* **TASK INSTRUCTIONS**
Reproduce every entry below exactly, minus the pictures.
----------
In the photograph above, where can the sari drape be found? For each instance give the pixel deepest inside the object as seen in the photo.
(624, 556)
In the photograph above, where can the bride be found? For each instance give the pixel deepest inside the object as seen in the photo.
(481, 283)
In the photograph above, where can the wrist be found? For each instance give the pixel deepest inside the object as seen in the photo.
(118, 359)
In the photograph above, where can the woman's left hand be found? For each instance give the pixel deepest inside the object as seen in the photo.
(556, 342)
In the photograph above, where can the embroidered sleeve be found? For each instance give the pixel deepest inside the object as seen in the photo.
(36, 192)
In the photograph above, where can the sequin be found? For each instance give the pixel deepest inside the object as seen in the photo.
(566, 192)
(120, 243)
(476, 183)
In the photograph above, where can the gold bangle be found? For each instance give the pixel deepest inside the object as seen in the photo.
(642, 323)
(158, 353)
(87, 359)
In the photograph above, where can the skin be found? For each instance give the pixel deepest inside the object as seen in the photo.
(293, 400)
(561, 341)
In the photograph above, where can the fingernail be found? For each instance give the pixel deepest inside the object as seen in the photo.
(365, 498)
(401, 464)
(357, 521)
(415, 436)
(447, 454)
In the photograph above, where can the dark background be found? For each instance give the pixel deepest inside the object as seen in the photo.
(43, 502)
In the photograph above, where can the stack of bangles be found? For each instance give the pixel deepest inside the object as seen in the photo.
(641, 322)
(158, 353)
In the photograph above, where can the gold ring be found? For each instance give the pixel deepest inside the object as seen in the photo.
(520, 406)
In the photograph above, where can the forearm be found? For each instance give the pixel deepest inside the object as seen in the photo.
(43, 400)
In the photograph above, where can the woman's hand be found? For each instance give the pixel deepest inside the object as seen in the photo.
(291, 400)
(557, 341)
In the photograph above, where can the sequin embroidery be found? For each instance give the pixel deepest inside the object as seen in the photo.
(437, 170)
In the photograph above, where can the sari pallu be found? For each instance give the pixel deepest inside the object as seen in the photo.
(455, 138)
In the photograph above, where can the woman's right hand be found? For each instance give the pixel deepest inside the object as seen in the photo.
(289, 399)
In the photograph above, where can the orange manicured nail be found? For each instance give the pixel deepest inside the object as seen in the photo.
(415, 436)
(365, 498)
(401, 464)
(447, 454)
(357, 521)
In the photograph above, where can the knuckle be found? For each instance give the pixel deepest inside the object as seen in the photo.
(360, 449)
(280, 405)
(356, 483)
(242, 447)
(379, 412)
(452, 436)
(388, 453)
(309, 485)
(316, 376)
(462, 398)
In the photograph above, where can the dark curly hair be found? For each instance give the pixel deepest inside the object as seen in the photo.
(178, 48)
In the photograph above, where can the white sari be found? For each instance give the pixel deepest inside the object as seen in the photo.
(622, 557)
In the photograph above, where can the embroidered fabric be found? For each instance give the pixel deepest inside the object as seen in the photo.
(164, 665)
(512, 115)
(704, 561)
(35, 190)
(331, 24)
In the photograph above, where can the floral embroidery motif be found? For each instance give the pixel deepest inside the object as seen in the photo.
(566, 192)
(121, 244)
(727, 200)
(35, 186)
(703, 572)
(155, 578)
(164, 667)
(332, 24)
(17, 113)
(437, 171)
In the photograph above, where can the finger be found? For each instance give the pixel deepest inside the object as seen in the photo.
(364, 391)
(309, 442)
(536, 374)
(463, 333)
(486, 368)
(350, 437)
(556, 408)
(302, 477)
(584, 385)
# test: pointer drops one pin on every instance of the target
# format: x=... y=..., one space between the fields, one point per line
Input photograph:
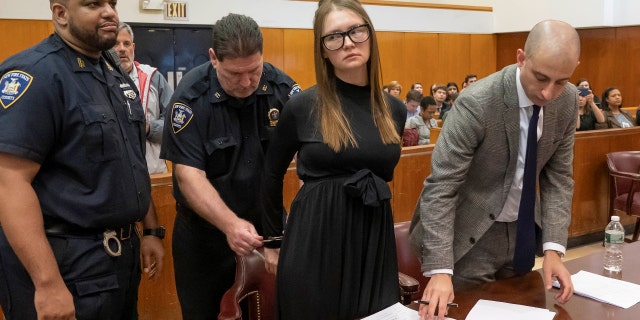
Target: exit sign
x=174 y=10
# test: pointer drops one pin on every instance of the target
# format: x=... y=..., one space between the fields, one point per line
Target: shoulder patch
x=13 y=85
x=295 y=89
x=181 y=115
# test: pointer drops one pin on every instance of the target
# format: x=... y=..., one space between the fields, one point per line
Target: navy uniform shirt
x=82 y=121
x=224 y=136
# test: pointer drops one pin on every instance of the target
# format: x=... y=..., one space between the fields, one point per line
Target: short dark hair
x=427 y=101
x=414 y=95
x=469 y=76
x=236 y=36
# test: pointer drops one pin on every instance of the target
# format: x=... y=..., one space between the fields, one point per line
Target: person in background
x=612 y=108
x=73 y=177
x=346 y=134
x=413 y=103
x=155 y=94
x=468 y=80
x=395 y=88
x=590 y=117
x=465 y=224
x=424 y=121
x=417 y=86
x=453 y=98
x=218 y=128
x=584 y=83
x=452 y=88
x=440 y=96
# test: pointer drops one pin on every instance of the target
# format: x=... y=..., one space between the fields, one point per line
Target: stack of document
x=494 y=310
x=612 y=291
x=396 y=312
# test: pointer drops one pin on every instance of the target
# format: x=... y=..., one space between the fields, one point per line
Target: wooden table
----------
* **ANSWER TO THIS EXERCISE**
In the photograph above, where can the sari drape be found? For each instance give the pixel deepest inside the object as seen in the photo.
(624, 556)
In the photograph above, where can the bride be found? For each instance give the pixel deepest inside the object as seen in the photo.
(481, 283)
In the photograph above, where can the wrist be found? For each instance give the pixel deepest inside the object as seen in the photo.
(118, 359)
In the photograph above, where can the woman's left hand be found? For each instance give the pixel deepest inside the object as seen in the photo.
(556, 342)
In the photograph above, where can the embroidered sleeve be found? For each instance give the pixel deepest inside the object as seen in the photo.
(36, 192)
In the photograph above, where can the sequin be found? For each instance give the pixel deepest inside the object as seen in the photo.
(566, 192)
(120, 243)
(476, 183)
In the photograph above, where can the gold bangle be found? For each instance give the pixel deepest inside the object as seen in the photo.
(642, 323)
(158, 353)
(87, 359)
In the photograph above, where can the skin be found? For each instance give the pixel deepest inside the object as seen in the photo.
(293, 400)
(561, 341)
In the photograph above, where can the fingernail be found? For each instance give the pixel deepest inside the object as seen in the photo.
(365, 498)
(401, 464)
(357, 521)
(415, 436)
(447, 454)
In the photograph above, where can the dark background be found? For each instance give the pixel deepest inside the object as seen in the photo.
(43, 502)
In the photograph above, where can the stack of bangles be found? For each instance give the pixel deepest inside the object as seen in the photo.
(641, 322)
(158, 353)
In the photograph above, where can the gold ring be found? For each instance give the pixel deepest inside the object as seen in the photo.
(520, 406)
In the photograph above, where can the forearm be found? For each instance give the pixel deepest inside the object as seen in the photo.
(43, 400)
In the photograph above, where can the woman's hand be found? For each instance give the pixel deepest inside the object as seen in the photo.
(291, 400)
(557, 341)
In the photograph above, where can the sequin embroidery be found? For each instance give the pixel deepest inside the object as seen in the photo.
(437, 170)
In the photograph above, where can the sari pallu be found? For each instance give the pixel deepest inside the object as seen in the photo.
(455, 138)
In the photograph above, where can the woman's right hand be found? For each instance give the pixel deepest inside the object as seen in the photo.
(289, 399)
In the photograph above, where can the orange manicured nail be found? For each instance give the pixel deepest inside the object as seen in the photo.
(415, 436)
(365, 498)
(401, 464)
(447, 454)
(357, 521)
In the photograph above, where can the knuckle be found? For each instance give the pixel deepest inside the object as seen in the photo.
(360, 449)
(280, 405)
(356, 483)
(242, 447)
(379, 412)
(452, 436)
(388, 453)
(309, 485)
(316, 376)
(462, 398)
In the photograph above, where can the dark curly hair be found? For each instance give the pixel deepest inside the object as seen in the photo.
(178, 48)
In the photograph above, where can the white sari be found? For each instance give the pixel deepest inside the object as seen in the photo.
(622, 557)
In the photograph above, where can the embroidered fabric be found? For each instance give the pixel deepest inside the object as seen in the photo.
(164, 665)
(512, 115)
(704, 561)
(35, 190)
(331, 24)
In the photograph above, where can the floral embroidery motif be found? For each instance give the pixel deepest inside the object as seen in the photo.
(566, 192)
(121, 244)
(727, 200)
(35, 186)
(703, 572)
(155, 578)
(164, 667)
(332, 24)
(17, 113)
(437, 171)
In the photograph above, where can the finger be found? For each instance give the pixel deepest inside the object as seen in the photo.
(364, 391)
(309, 442)
(536, 374)
(463, 333)
(486, 368)
(350, 437)
(556, 408)
(302, 477)
(584, 385)
# test: pointer drops one pin on every instance of the target
# format: x=... y=..., one space between the fields, one point per line
Input photograph:
Target: exit sign
x=174 y=10
# test: pointer drops one pin on every instance of the target
# format: x=... y=..., one space between the fields, one point per line
Target: shoulder patch
x=13 y=85
x=295 y=89
x=181 y=115
# test: pointer drops one pin on every instance of the target
# format: x=... y=..., one space between the fields, one point per line
Target: navy uniform shirt
x=82 y=121
x=224 y=136
# test: pointer drops one pin on every instance of the target
# format: x=... y=..., one space between the fields, one point per line
Target: short dark hair
x=427 y=101
x=414 y=95
x=469 y=76
x=236 y=36
# test: pointer drops one pin on every instance of the target
# format: x=... y=..., one space between the fields, one point per line
Target: person in background
x=612 y=108
x=73 y=177
x=346 y=134
x=413 y=103
x=155 y=94
x=468 y=80
x=395 y=88
x=590 y=117
x=465 y=224
x=424 y=121
x=417 y=86
x=453 y=98
x=218 y=128
x=584 y=83
x=452 y=88
x=440 y=96
# test: pointer drops one pin on every instance of the target
# format: x=... y=..., one space between the fields, one point per line
Target: stack of document
x=494 y=310
x=612 y=291
x=396 y=312
# test: pointer drops one pin on every instance of the target
# format: x=... y=..., one space between the fields, one point per line
Target: wooden table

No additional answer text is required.